» **Goal of the exercise**: Copy the rows beginning with the line that contains "Task: where can the black" and continuing through the line that contains "Target: black grille", replacing "black grille" with "silver grille" and leaving everything else unchanged.

» **Records shown**:
########################################

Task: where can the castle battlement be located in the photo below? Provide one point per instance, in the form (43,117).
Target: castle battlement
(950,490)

########################################

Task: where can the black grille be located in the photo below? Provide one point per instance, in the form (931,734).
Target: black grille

########################################

» **Task solution**:
Task: where can the silver grille be located in the photo below? Provide one point per instance, in the form (931,734).
Target: silver grille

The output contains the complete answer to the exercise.